:: Your goal ::
Starting at the line that has "Pin every instance of the white" and continuing through the end of the records, write those lines out again with the requests included. Adjust each coordinate in the answers by adding -125.

:: Data records ::
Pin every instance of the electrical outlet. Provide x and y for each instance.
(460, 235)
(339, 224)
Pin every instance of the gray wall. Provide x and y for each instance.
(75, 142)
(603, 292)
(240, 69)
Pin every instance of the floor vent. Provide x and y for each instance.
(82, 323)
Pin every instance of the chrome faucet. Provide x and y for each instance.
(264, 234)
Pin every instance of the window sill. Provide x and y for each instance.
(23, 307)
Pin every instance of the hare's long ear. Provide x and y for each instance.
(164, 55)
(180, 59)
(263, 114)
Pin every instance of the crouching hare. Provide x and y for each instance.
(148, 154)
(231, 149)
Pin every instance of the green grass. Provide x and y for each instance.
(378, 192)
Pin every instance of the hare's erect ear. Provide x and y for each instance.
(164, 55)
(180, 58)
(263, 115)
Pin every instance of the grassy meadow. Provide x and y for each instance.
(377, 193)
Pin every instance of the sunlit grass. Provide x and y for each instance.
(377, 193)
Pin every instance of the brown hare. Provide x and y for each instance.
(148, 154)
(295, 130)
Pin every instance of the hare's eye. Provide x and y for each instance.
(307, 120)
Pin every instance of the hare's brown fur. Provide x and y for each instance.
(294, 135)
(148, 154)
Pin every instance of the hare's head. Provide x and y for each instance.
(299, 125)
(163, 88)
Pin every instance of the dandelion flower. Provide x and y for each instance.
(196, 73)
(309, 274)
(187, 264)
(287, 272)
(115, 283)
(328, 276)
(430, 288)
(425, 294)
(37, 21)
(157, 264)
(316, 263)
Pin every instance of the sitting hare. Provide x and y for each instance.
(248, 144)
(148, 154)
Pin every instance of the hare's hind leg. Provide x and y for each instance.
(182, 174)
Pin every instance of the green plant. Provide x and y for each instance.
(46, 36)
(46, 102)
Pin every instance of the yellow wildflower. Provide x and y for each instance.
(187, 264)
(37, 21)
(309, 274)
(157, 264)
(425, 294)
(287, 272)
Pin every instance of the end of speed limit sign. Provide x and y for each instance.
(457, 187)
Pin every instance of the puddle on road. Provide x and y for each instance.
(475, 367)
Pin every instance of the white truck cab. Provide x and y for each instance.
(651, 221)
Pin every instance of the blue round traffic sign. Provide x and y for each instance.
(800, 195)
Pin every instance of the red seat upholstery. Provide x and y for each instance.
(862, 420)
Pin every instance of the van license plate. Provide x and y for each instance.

:: Exercise answer ::
Pin every instance of the white truck cab. Provide x and y for each instance.
(526, 96)
Pin every instance of the blue round traffic sign. Provide x and y for each instance.
(675, 70)
Pin every instance of the red seat upholstery. Provide x and y for each instance.
(737, 295)
Pin every instance of the van license plate. Provide x and y for each instance.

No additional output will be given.